* **Input records**
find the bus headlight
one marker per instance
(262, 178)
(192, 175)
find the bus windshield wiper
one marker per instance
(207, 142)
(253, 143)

* **Exercise instructions**
Only lines containing the word "find" should be copied from the material above.

* **Task solution**
find the bus headlight
find the bus windshield wiper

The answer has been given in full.